---------- Given records
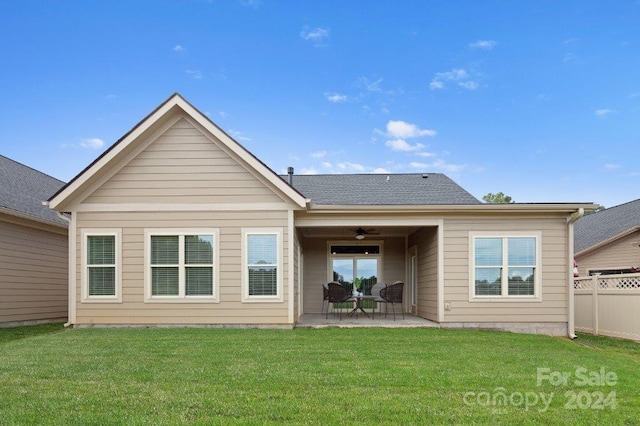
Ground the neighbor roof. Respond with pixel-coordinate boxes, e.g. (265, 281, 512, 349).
(0, 155, 67, 227)
(282, 173, 481, 205)
(574, 198, 640, 254)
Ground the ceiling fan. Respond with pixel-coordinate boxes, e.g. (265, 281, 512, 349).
(352, 227, 379, 240)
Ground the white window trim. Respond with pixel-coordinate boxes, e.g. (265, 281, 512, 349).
(81, 229, 122, 303)
(241, 228, 283, 303)
(144, 228, 220, 303)
(326, 240, 384, 284)
(468, 231, 542, 302)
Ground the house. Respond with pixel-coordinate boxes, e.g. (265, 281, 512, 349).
(574, 199, 640, 276)
(0, 155, 68, 326)
(47, 93, 595, 336)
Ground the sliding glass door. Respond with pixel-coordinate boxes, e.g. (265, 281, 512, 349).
(330, 245, 379, 295)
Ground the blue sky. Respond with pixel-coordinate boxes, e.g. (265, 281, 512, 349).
(1, 1, 638, 207)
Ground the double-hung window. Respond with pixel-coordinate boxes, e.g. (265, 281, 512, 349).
(471, 232, 541, 300)
(82, 229, 121, 302)
(145, 229, 219, 302)
(242, 228, 282, 302)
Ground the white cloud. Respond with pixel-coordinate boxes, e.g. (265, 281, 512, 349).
(595, 109, 615, 117)
(311, 150, 327, 158)
(337, 162, 366, 172)
(386, 120, 436, 138)
(218, 111, 229, 118)
(322, 162, 333, 168)
(300, 167, 318, 174)
(563, 53, 577, 62)
(430, 68, 478, 90)
(186, 70, 203, 79)
(563, 37, 578, 45)
(429, 80, 444, 90)
(173, 45, 185, 53)
(374, 167, 390, 174)
(325, 92, 347, 103)
(385, 139, 425, 152)
(355, 76, 383, 93)
(79, 138, 105, 149)
(416, 151, 437, 158)
(300, 27, 329, 43)
(228, 129, 251, 142)
(469, 40, 496, 50)
(458, 81, 479, 90)
(604, 163, 621, 169)
(410, 159, 466, 173)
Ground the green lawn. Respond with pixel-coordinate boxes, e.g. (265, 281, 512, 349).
(1, 325, 638, 425)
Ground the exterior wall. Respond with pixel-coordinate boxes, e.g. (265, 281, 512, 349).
(74, 211, 290, 325)
(575, 230, 640, 276)
(442, 214, 570, 326)
(71, 116, 296, 326)
(409, 227, 439, 322)
(0, 216, 68, 325)
(83, 118, 284, 205)
(301, 236, 406, 314)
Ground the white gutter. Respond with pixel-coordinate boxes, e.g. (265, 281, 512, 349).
(567, 208, 584, 339)
(55, 211, 75, 328)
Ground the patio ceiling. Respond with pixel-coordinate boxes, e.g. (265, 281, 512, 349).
(298, 226, 421, 239)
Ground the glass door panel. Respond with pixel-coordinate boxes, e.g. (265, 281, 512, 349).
(332, 259, 354, 288)
(356, 258, 378, 295)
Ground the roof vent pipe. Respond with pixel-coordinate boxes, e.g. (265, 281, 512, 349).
(287, 166, 294, 185)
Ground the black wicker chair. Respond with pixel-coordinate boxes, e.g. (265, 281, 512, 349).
(379, 281, 405, 320)
(321, 283, 330, 315)
(326, 282, 353, 320)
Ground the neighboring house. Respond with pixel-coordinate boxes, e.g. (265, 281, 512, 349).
(0, 155, 68, 326)
(47, 93, 594, 336)
(574, 199, 640, 276)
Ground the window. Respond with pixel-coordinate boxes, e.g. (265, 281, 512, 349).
(242, 229, 282, 302)
(145, 229, 219, 302)
(329, 244, 381, 295)
(82, 229, 121, 302)
(471, 233, 540, 300)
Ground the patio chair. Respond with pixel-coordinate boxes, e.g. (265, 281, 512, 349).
(326, 282, 353, 320)
(369, 282, 386, 319)
(379, 281, 405, 320)
(321, 282, 330, 315)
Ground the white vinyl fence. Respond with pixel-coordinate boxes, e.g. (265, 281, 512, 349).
(574, 273, 640, 341)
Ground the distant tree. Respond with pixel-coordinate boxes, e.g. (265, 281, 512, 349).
(482, 192, 514, 204)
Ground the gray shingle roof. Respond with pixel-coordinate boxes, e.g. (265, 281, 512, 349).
(574, 199, 640, 253)
(281, 173, 481, 205)
(0, 155, 67, 227)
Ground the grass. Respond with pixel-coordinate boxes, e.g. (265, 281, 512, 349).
(0, 325, 638, 425)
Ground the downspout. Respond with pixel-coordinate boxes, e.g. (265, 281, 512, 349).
(56, 211, 75, 328)
(567, 208, 584, 339)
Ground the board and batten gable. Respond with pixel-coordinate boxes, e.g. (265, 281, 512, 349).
(51, 96, 306, 327)
(440, 213, 571, 335)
--------------------
_Prompt_
Each line above is to be repeated exactly as written; no picture is carried over.

_Your response_
Ground the neighbor roof. Respond with pixel-coordinate boxes, e.g. (265, 281, 512, 349).
(0, 155, 67, 227)
(282, 173, 481, 205)
(574, 198, 640, 254)
Ground the ceiling fan. Respond with pixel-coordinate boxes, e.g. (265, 281, 512, 349).
(352, 227, 379, 240)
Ground the white window trim. Respond with pixel-coordinate boxes, e.g. (265, 281, 512, 349).
(81, 229, 122, 303)
(241, 228, 283, 303)
(144, 228, 220, 303)
(326, 240, 384, 284)
(468, 231, 542, 302)
Ground the house. Respond with pixel-coordinate boxes, e.g. (265, 281, 512, 349).
(574, 199, 640, 276)
(0, 155, 68, 326)
(47, 93, 595, 336)
Ground the sliding glass door. Respond with pixel-coordinate boxes, e.g. (265, 281, 512, 349).
(330, 245, 379, 295)
Ground the blue sky. Respond with pixel-coordinate boxes, e.g. (265, 281, 512, 349).
(1, 1, 638, 207)
Ground the double-hung window. Respond with pixel-coordinate boxes, e.g. (265, 281, 512, 349).
(471, 232, 541, 300)
(82, 229, 121, 302)
(145, 229, 219, 302)
(242, 228, 282, 302)
Ground the white cloud. Respond with pixel-coordinate boxes, e.g. (265, 281, 512, 349).
(595, 109, 615, 117)
(311, 150, 327, 158)
(337, 162, 366, 172)
(386, 120, 436, 138)
(218, 111, 229, 118)
(322, 162, 333, 168)
(300, 167, 318, 174)
(563, 53, 577, 62)
(430, 68, 478, 90)
(186, 70, 203, 79)
(563, 37, 578, 45)
(429, 80, 444, 90)
(173, 45, 185, 53)
(374, 167, 390, 174)
(325, 92, 347, 103)
(385, 139, 425, 152)
(355, 76, 383, 93)
(79, 138, 105, 149)
(416, 151, 437, 158)
(300, 27, 329, 43)
(228, 129, 251, 142)
(469, 40, 496, 50)
(458, 81, 479, 90)
(604, 163, 621, 169)
(410, 159, 466, 173)
Ground the green lawn. Respond with pixel-coordinate boxes, e.g. (265, 281, 512, 349).
(1, 325, 638, 425)
Ground the exterior wall. Respond with pixel-coordinate boxes, e.g. (265, 281, 512, 349).
(74, 211, 290, 325)
(575, 230, 640, 276)
(442, 214, 570, 326)
(71, 116, 296, 326)
(409, 227, 439, 322)
(0, 216, 68, 325)
(83, 118, 284, 205)
(301, 236, 406, 314)
Ground the white gutter. Respond with pixel-coordinate boxes, e.g. (265, 281, 512, 349).
(567, 208, 584, 339)
(55, 211, 75, 328)
Ground the patio ceiling. Respond with pixel-coordinate boxes, e.g. (265, 281, 512, 349).
(298, 226, 421, 239)
Ground the glass door panel. Respond with pixel-coordinate boxes, e.g. (265, 281, 512, 349).
(332, 259, 354, 288)
(356, 258, 378, 295)
Ground the roof vent pipe. Respond with pixel-coordinate boxes, e.g. (265, 281, 512, 349).
(287, 166, 294, 185)
Ground the black wicker chair. Respond with pixel-coordinate boxes, e.g. (265, 281, 512, 349).
(379, 281, 405, 320)
(321, 283, 330, 315)
(326, 282, 353, 320)
Ground the neighboring house. Respond with pixel-coordinate boxes, e.g. (265, 281, 512, 349).
(0, 155, 68, 326)
(47, 93, 594, 336)
(574, 199, 640, 276)
Ground the window. Respond with pixel-coordinate boxes, e.g. (265, 281, 512, 349).
(242, 229, 282, 302)
(145, 229, 219, 302)
(329, 244, 381, 295)
(82, 229, 121, 302)
(471, 233, 540, 300)
Ground the patio chair. Respond with pixel-coordinate boxes, e.g. (265, 281, 512, 349).
(326, 282, 353, 320)
(369, 282, 386, 319)
(379, 281, 405, 320)
(321, 282, 330, 315)
Ground the white vinyl fence. Respond with pixel-coordinate boxes, e.g. (265, 281, 512, 349).
(574, 273, 640, 341)
Ground the distant tree. Respond with pixel-coordinate boxes, e.g. (265, 281, 512, 349).
(482, 192, 514, 204)
Ground the gray shingle roof. Respond with pixel-coordinate boxes, e.g. (265, 281, 512, 349).
(574, 199, 640, 253)
(281, 173, 481, 205)
(0, 155, 67, 227)
Ground the grass. Respond with pixel-coordinate boxes, e.g. (265, 281, 512, 349).
(0, 325, 638, 425)
Ground the downspout. Respond with pixel-coordinate boxes, e.g. (265, 281, 512, 349).
(56, 211, 75, 328)
(567, 208, 584, 339)
Ground the board and batten gable. Respond with pixel-coordinate boxes, e.g. (265, 281, 512, 349).
(51, 96, 306, 327)
(440, 213, 571, 335)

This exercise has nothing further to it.